• **Data to use**:
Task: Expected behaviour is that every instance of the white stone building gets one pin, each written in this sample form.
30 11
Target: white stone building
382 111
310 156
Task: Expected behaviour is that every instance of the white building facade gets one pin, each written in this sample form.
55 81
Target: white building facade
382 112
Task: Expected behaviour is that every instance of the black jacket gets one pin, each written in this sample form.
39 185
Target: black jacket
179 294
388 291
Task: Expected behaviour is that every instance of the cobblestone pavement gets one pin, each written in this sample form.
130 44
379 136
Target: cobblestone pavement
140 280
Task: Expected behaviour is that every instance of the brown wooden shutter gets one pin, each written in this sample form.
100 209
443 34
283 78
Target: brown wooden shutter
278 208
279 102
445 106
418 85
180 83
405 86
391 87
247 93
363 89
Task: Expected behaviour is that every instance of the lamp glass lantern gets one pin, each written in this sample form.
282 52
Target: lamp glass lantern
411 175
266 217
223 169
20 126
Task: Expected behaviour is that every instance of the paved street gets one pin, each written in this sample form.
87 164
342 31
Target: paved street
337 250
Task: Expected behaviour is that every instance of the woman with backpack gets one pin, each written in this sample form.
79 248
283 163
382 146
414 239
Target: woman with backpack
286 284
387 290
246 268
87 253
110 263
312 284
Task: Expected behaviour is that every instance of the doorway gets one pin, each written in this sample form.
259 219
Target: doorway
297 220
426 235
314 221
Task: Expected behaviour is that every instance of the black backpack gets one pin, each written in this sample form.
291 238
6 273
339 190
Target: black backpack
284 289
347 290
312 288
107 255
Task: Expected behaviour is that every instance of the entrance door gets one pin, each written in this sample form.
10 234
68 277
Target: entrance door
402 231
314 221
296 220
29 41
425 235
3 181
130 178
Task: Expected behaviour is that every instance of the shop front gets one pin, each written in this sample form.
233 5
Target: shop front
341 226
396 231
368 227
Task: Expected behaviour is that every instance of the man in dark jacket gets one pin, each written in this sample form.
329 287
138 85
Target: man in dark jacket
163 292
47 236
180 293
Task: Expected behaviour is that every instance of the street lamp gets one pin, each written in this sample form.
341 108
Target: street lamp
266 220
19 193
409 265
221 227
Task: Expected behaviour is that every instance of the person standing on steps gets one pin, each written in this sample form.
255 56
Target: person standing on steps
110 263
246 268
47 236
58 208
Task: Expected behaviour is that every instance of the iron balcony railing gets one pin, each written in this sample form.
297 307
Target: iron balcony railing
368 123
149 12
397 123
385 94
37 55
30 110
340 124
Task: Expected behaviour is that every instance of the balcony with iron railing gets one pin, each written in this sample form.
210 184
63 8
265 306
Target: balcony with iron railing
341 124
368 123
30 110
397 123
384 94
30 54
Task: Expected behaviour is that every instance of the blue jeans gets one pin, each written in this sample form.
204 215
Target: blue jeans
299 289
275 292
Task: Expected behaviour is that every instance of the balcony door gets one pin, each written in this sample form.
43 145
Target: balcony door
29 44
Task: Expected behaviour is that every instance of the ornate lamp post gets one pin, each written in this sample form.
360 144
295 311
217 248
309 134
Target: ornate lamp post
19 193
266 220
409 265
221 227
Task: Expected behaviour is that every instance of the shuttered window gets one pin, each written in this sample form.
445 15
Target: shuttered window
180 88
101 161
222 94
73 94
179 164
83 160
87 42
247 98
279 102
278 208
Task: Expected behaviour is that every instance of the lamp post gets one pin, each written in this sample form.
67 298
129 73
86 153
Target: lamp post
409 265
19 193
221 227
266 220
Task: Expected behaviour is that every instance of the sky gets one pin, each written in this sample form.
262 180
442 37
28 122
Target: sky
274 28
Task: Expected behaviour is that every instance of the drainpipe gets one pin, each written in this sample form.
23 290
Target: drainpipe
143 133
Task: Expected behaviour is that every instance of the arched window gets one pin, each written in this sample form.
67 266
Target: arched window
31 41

• **Task statement**:
Restate every record exactly, leaving nothing out.

• **Answer space**:
Task: Expected behaviour is that every instance of the white stone building gets one pin, each written in this sample form.
30 11
Target: white stone building
382 111
310 156
Task: Expected behaviour is that every instance of the white building facade gets one pin, each written in this sample form.
55 81
Target: white building facade
382 112
Task: Expected behaviour is that every instance of the black jacket gets one pin, each written in this sample form.
39 185
Target: black jacket
179 294
388 291
Task: Expected behaviour is that every instance of the cobblestone pavement gets one pin, each written in this sample form.
130 44
379 136
Target: cobblestone pavement
140 280
Task: Expected behaviour is that every instance of the brown wooden shutter gets one pin, each written in this sample form.
100 209
443 34
283 78
Target: brown wooden shutter
278 208
279 102
445 106
418 85
180 83
405 86
391 87
247 93
363 89
Task: Expected behaviour is that every instance of the lamp glass lantern gets one pin, each written in this sample form.
282 52
Target: lamp glass lantern
411 175
266 217
223 169
20 126
Task: Expected behaviour is that every instance of the paved street gets one pin, each written in this sample form.
87 164
342 31
Target: paved street
337 250
Task: Expected behaviour is that every instance of the woman with backpack gets one pin, each written in this sample form.
79 248
283 163
382 146
414 239
Target: woman with backpack
286 284
387 290
246 268
87 253
110 263
312 284
Task: Expected behaviour is that every instance of the doorway gets one pin, each written in this sample form.
259 219
Target: doorway
297 220
426 235
314 221
Task: Expected behaviour is that every instance of the black backpack gets one pin, each written in this sample form.
291 238
6 273
339 190
Target: black backpack
284 289
347 290
312 288
107 255
Task: Expected behaviour is that every instance of the entrance door gets one pin, each written in this sample form.
10 234
68 277
Target: entrance door
402 231
314 221
296 220
29 41
425 235
3 181
130 178
Task: Expected behaviour is that every instance of the shop front gets one pin, each written in this sample form.
233 5
Target: shop front
341 226
396 231
368 227
Task: Expected behaviour is that every instance of the man in dark jacket gets one pin, each written in this sample form.
329 287
138 85
Target: man in dark jacket
163 292
47 236
180 293
Task: Expected behaviour is that every instance of the street lamp gets one pin, each written in this sample form.
341 108
Target: street lamp
266 220
19 193
409 265
221 227
Task: Expected behaviour is that every instance of the person standing on steps gets one pin, each written in this sample form.
255 56
Target: person standing on steps
110 263
246 268
47 236
58 208
Task: Expected behaviour is that every instance of the iron balcony railing gets one pin, each written in this sample form.
297 307
Target: iron balcony railing
368 123
149 12
397 123
385 94
37 55
30 110
340 124
Task: Expected behaviour is that every instance of the balcony with iron railing gets one pin, each written in this sample form.
210 184
63 8
265 306
Target: balcony with iron railing
341 124
368 123
30 110
397 123
384 94
30 54
Task: Expected behaviour is that every instance of the blue jeans gets one pin, each written in this sample form.
204 215
Target: blue jeans
299 289
275 292
Task: Expected behaviour is that every instance of the balcony door gets one pin, each written in this sample form.
43 145
Target: balcony door
29 44
Task: Expected behaviour is that every instance of the ornate lamp post gets one pin, each written in this sample form.
360 144
295 311
217 248
309 134
Target: ornate lamp post
19 193
266 220
409 265
221 227
Task: Expected behaviour is that every instance of the shuttered window gets one pin, each written in this sample form.
445 15
Target: shuttered window
180 88
101 161
222 94
73 94
179 164
83 160
87 42
247 98
279 102
278 208
Task: Expected behaviour is that every instance of the lamp post gets one pin, each written in this sample form.
67 298
129 73
86 153
Target: lamp post
409 265
19 193
221 227
266 220
Task: Expected behaviour is that every instance of the sky gets one pin, each written in this sample form.
262 180
442 37
28 122
Target: sky
274 28
Task: Expected behaviour is that every instance of the drainpipe gets one pin, each written in this sample form.
23 290
Target: drainpipe
143 133
Task: Expected behaviour is that every instance of the arched window gets one pin, each written in this sample form.
67 266
Target: arched window
31 41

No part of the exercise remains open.